Set exercise: Copy every one of the items below word for word, leaving out the pictures.

Input material:
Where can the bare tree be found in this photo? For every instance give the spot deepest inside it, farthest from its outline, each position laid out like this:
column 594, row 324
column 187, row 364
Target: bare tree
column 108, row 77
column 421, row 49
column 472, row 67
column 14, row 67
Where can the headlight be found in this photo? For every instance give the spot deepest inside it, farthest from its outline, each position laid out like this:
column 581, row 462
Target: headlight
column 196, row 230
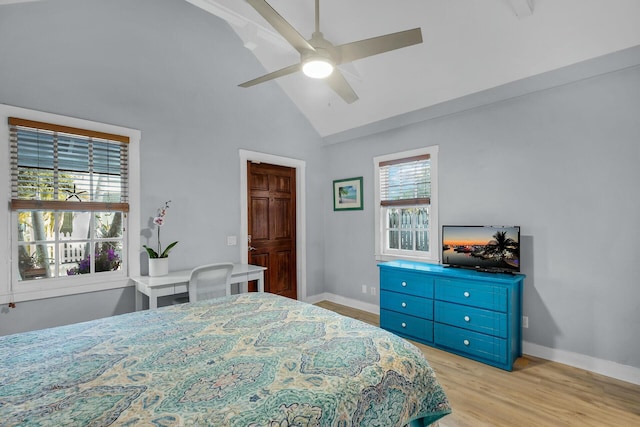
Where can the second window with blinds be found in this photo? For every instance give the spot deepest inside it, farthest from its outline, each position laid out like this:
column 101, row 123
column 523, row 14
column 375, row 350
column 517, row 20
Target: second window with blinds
column 406, row 205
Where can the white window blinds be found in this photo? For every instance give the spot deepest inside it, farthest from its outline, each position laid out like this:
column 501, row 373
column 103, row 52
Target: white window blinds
column 63, row 168
column 405, row 181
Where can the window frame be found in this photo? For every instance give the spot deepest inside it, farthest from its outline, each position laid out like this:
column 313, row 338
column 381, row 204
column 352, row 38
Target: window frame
column 13, row 291
column 382, row 252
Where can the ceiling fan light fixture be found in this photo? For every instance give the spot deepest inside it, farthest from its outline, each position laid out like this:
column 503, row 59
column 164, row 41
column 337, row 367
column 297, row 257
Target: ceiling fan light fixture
column 318, row 68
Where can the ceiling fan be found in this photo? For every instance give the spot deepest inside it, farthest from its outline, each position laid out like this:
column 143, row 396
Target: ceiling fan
column 319, row 57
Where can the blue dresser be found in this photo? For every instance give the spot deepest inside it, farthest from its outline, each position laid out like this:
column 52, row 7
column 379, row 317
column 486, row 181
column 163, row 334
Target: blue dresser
column 470, row 313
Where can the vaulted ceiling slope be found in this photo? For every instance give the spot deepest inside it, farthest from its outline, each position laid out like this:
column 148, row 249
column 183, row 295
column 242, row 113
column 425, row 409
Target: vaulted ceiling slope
column 474, row 52
column 469, row 46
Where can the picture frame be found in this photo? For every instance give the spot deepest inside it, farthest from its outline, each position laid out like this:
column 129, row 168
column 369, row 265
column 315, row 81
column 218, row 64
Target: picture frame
column 347, row 194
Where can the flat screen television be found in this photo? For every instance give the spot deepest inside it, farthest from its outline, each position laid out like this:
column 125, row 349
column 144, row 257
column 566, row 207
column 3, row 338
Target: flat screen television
column 489, row 248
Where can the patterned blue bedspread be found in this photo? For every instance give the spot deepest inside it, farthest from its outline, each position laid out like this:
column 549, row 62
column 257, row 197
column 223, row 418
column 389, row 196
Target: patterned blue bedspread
column 245, row 360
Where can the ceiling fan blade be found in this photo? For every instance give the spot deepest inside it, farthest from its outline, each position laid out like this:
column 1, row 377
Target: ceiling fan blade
column 281, row 26
column 273, row 75
column 361, row 49
column 339, row 84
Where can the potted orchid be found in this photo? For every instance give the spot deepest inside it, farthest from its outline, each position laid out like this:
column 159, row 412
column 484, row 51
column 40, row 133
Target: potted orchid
column 159, row 260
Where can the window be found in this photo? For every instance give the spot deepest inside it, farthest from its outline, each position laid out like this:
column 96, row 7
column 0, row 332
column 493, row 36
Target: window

Reply to the task:
Where can the bare tree be found in this photo? For every instance give the spot deepest inside it, farthest from its outline, each position laid out like this:
column 594, row 324
column 187, row 364
Target: bare tree
column 108, row 77
column 421, row 49
column 472, row 67
column 14, row 67
Where can the headlight be found in this photo? For every instance give the spot deepest inside it, farthest from its outline, each position laid out like this:
column 581, row 462
Target: headlight
column 196, row 230
Where can the second window with blinds be found in this photo? For every instance give the spot deepest inside it, farthest from its outline, each position laid out like this:
column 101, row 123
column 523, row 14
column 375, row 350
column 517, row 20
Target: second window with blinds
column 406, row 205
Where can the white window blinds be found in this photo? For every instance give the spot deepest inside it, farthest from its outline, each position laid out like this:
column 501, row 373
column 103, row 52
Target: white window blinds
column 63, row 168
column 405, row 181
Where can the window frame be found in this photo? For every instance give the spot deepest inside it, farthest from its outline, each position laid out like this:
column 313, row 338
column 381, row 204
column 352, row 38
Target: window frame
column 13, row 291
column 382, row 252
Where can the ceiling fan light fixture be found in this photo? For every instance give the spot deepest inside it, farthest from its outline, each position laid out like this:
column 503, row 59
column 164, row 41
column 337, row 367
column 297, row 257
Target: ceiling fan light fixture
column 318, row 68
Where can the ceiling fan be found in this photo? For every instance give the spot deepest inside it, farthest from its outline, each position laid out like this:
column 143, row 396
Target: ceiling fan
column 319, row 57
Where can the blue dresser be found in this photo? For every instance give the spot deepest inside it, farthest from its outline, each position laid out like this:
column 52, row 7
column 379, row 317
column 486, row 181
column 163, row 334
Target: blue dresser
column 470, row 313
Where can the vaulted ceiling slope be found in this photo? For every instance give the spot deepest inside it, farthest from its outline, each position laid out like this:
column 148, row 249
column 183, row 295
column 242, row 113
column 425, row 409
Target: vaulted ceiling slope
column 474, row 52
column 469, row 46
Where can the picture frame be found in this photo? For every instance give the spot deepest inside it, farthest from its outline, each position laid out like this:
column 129, row 168
column 369, row 265
column 315, row 81
column 218, row 64
Target: picture frame
column 347, row 194
Where can the flat screen television be found in this photo? For every instance give the spot deepest inside it, farthest from its outline, each position laid out like this:
column 125, row 349
column 144, row 257
column 566, row 207
column 3, row 338
Target: flat screen television
column 489, row 248
Where can the patterned blue bedspread be found in this photo? For every instance give the spot deepest inside it, farthest from its outline, each position laid out like this:
column 549, row 62
column 257, row 197
column 223, row 418
column 389, row 196
Target: patterned blue bedspread
column 245, row 360
Where can the ceiling fan blade be found in this photo? For every instance give the spot deepest inside it, farthest from its outline, each position laid out like this:
column 1, row 377
Target: ceiling fan blade
column 281, row 26
column 273, row 75
column 361, row 49
column 339, row 84
Where can the potted orchid be found in this photo? For every instance give the spot deepest inside it, farthest from its outline, each position laid out like this:
column 159, row 412
column 484, row 51
column 40, row 133
Target: potted orchid
column 159, row 260
Where can the window be found in this photo? For every instance give the spot deepest inside it, farthest from its outline, each position laid out like this:
column 96, row 7
column 0, row 332
column 493, row 36
Target: window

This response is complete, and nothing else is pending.